Task requirements
Pick out each line in the records below that contains the word "jeans" and copy it, treating uppercase and lowercase as different.

___

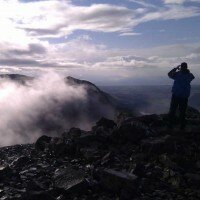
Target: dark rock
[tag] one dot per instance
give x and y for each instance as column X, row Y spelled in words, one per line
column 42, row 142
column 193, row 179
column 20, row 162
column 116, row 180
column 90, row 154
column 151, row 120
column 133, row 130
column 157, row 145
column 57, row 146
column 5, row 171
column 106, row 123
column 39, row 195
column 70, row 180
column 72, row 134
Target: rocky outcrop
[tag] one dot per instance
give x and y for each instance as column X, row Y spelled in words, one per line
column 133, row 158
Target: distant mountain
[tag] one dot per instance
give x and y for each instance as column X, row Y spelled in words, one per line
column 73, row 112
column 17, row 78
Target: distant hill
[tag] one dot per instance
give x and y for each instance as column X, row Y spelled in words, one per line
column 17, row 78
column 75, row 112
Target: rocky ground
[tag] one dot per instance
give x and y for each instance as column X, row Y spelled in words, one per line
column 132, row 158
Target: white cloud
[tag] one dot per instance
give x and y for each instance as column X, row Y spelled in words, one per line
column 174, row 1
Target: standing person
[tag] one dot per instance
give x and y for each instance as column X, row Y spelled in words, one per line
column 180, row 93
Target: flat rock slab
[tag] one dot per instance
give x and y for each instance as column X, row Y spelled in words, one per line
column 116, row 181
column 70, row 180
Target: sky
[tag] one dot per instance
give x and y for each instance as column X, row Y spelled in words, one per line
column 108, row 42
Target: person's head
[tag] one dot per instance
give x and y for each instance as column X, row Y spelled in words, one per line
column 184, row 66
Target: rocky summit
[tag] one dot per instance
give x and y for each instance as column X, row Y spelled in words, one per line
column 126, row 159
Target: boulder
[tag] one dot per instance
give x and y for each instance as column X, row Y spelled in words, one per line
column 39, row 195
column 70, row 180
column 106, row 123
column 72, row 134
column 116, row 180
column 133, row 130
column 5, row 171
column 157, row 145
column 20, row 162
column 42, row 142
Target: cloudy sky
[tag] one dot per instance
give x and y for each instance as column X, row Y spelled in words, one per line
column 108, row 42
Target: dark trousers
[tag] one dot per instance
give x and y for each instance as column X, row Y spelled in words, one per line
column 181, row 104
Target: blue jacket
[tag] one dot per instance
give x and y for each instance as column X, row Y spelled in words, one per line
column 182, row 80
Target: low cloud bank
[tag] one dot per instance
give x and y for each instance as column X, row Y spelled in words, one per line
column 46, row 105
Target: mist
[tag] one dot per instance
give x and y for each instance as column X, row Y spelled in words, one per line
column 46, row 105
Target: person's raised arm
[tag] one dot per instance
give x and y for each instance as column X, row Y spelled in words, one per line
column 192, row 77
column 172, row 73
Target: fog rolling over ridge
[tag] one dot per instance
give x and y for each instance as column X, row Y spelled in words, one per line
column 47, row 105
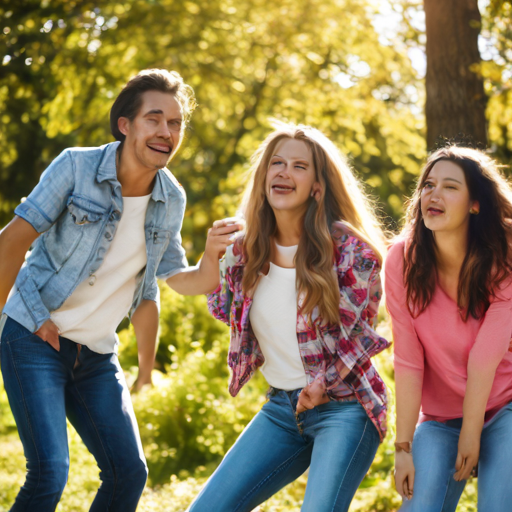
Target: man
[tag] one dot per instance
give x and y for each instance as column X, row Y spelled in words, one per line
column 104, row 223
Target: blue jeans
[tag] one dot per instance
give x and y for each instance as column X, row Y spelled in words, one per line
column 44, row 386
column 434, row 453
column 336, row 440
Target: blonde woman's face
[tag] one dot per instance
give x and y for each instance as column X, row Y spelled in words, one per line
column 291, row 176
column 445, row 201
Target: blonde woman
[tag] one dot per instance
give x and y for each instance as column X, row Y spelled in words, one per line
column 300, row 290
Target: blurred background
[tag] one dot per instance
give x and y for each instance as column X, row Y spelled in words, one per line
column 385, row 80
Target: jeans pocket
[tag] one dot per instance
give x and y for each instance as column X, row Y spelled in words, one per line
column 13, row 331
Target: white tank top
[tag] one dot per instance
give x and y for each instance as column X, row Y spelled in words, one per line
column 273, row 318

___

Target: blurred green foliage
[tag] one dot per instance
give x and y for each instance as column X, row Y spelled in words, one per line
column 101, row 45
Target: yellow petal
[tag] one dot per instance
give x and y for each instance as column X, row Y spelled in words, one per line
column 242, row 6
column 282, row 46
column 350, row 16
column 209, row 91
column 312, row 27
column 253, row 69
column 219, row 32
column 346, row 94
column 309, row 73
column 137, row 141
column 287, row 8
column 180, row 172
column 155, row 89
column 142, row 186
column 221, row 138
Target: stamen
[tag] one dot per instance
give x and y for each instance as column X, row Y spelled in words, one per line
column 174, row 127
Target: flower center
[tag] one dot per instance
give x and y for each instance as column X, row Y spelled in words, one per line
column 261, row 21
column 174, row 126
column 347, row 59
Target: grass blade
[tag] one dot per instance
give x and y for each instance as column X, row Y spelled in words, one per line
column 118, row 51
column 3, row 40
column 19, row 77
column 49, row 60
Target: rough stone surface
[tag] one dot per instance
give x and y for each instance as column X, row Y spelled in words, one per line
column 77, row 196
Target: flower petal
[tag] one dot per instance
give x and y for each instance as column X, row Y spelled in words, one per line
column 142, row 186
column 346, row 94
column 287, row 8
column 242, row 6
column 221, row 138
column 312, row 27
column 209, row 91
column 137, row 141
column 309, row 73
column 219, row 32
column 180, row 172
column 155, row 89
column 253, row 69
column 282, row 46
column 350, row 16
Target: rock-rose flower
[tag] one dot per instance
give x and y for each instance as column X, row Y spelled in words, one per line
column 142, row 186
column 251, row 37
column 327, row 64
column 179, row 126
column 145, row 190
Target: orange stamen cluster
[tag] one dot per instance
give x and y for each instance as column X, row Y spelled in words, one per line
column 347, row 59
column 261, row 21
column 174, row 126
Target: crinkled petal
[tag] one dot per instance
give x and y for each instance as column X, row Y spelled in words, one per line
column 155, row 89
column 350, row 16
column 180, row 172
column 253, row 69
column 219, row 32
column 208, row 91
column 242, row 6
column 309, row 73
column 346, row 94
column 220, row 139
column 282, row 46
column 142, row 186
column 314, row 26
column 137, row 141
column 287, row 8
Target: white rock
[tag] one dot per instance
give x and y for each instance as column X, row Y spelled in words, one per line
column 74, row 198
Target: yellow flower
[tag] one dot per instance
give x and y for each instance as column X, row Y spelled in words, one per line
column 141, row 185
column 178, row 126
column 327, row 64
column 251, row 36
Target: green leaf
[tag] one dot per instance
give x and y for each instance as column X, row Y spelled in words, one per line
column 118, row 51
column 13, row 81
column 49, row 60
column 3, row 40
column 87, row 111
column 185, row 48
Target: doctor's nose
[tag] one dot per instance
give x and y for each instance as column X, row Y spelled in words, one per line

___

Task response
Target: blue jeans
Target: jeans pocket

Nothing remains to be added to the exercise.